= Directions for this task =
Every line of the data below should be retyped exactly.
************
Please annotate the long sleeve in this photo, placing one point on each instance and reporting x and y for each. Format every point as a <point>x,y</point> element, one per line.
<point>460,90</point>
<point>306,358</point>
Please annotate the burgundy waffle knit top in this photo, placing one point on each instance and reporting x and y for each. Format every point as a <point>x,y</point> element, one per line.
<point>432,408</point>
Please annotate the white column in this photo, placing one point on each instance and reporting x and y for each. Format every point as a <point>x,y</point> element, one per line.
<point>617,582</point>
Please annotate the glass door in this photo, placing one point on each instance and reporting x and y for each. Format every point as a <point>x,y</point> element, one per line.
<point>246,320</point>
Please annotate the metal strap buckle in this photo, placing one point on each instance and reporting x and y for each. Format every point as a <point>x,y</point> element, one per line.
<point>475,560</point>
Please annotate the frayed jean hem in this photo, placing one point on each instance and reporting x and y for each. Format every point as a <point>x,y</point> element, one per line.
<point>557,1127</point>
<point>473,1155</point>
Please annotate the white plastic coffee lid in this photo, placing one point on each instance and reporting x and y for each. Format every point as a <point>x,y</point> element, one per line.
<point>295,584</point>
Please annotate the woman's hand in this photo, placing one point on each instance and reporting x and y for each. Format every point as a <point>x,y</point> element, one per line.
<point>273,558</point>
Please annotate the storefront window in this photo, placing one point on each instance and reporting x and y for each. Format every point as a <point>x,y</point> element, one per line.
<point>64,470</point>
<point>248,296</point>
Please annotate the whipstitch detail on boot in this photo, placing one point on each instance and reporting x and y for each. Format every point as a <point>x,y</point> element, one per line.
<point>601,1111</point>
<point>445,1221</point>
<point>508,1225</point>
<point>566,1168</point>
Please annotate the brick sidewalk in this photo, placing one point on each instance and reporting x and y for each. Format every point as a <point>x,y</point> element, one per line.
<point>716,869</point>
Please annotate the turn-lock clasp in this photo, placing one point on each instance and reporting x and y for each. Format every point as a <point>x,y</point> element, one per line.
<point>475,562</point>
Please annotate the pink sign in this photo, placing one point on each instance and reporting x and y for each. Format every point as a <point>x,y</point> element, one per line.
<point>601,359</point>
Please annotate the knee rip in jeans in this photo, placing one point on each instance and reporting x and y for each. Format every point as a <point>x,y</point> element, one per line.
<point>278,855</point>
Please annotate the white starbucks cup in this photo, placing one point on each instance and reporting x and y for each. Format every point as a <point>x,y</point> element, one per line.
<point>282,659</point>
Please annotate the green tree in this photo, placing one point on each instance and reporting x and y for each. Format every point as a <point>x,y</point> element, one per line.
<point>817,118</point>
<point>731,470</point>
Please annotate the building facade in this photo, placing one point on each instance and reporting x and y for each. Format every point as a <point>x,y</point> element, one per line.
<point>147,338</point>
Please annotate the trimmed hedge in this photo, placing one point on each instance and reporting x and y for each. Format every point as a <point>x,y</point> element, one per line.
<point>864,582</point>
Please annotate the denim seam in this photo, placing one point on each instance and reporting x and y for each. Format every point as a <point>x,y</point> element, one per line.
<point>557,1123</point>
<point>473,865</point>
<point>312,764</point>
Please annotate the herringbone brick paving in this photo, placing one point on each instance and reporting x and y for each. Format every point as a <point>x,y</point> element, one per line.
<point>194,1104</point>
************
= Solution for this problem =
Please annotate the long sleeve in this photo, placing one point on each instance and reporting x and y for each. Format every point as a <point>x,y</point> element, one per line.
<point>460,90</point>
<point>306,358</point>
Please annotate the burgundy waffle knit top in this photo, placing one point on each instance and reporting x and y for each. Format every point as a <point>x,y</point> element, one per line.
<point>432,408</point>
Please annotate the white column in this photo, placing one point on each instance and reporting x and y for each. Format every point as a <point>x,y</point> element, one per line.
<point>617,582</point>
Please annotate the glass door in this photo, placing one point on each instance and reporting x and y for each. Format every point as a <point>x,y</point> element, one per line.
<point>246,320</point>
Please annotate the metal strap buckle in this photo, placing one point on each instance and reporting x and y for each. Format every point as a <point>x,y</point> element, one per line.
<point>475,560</point>
Please annotate the frayed jean hem in this photo, placing one point on each instance and reporting x and y for each. Format every point as a <point>x,y</point> element, one per line.
<point>557,1127</point>
<point>473,1155</point>
Please annotate the white plastic coffee lid in this photo, placing one point on each instance and reporting x and y for each. Format every point as a <point>x,y</point> element, one per line.
<point>295,584</point>
Please annotate the woman's hand in this photo, placing one point on each instance and reporting x and y for each. Format every point as a <point>x,y</point> element, one per line.
<point>273,558</point>
Please annotate the storefront window in this photo, placing one point on each instance and reporting x and y for each. Format every point as a <point>x,y</point> element, one per line.
<point>64,470</point>
<point>248,296</point>
Please annotate the whipstitch detail on boot in this photo, placing one point on each instance and reporting x and y for each. Format every point as a <point>x,y</point> element, one per line.
<point>601,1111</point>
<point>445,1221</point>
<point>508,1225</point>
<point>566,1168</point>
Please annotate the brick sidewalk in this photo, placing one point on each instance and reporting x and y for each. Format every point as a <point>x,y</point> element, one per line.
<point>716,869</point>
Please annotate the turn-lock clasp in this photo, placing one point on each instance and reporting x and y for each. Format every point as a <point>x,y</point> element, one per line.
<point>475,562</point>
Please annotate the pink sign in this photo, placing one point on each instance and reporting x and y for each. Format every point as a <point>x,y</point> element, one per line.
<point>601,359</point>
Please annotate the knee rip in jeans in this photo, placing one point on each instance and reporting x and y for each. Format every point as a <point>x,y</point> element, one per line.
<point>278,855</point>
Please annotate the white starbucks cup in this photo, placing one point on each instance and reporting x and y for each. Format every point as a <point>x,y</point> element, one per line.
<point>282,659</point>
Please annotate the green tree in this photo, placing one point on each instance and reporting x and y for each. Format every point as a <point>x,y</point> element, one per line.
<point>817,118</point>
<point>731,470</point>
Please annotate the building facade in this photo, placing one point on each instance and reporting x and y for each. Format every point as a <point>x,y</point> element, one per line.
<point>147,338</point>
Please annotate the trimmed hedge in this photo, placing one point on each instance and reporting x and y for each. Format every point as a <point>x,y</point> element, one per line.
<point>864,582</point>
Please annotate the denim seam in this photo, placing one point on each instance and reporting x and y for each. Format every point as a <point>x,y</point> element, one per line.
<point>557,1123</point>
<point>473,865</point>
<point>312,764</point>
Please annotate the herringbone brick paving in this photo, placing one point on each instance and reporting x and y for each. Format every point as a <point>x,y</point> element, one per line.
<point>194,1104</point>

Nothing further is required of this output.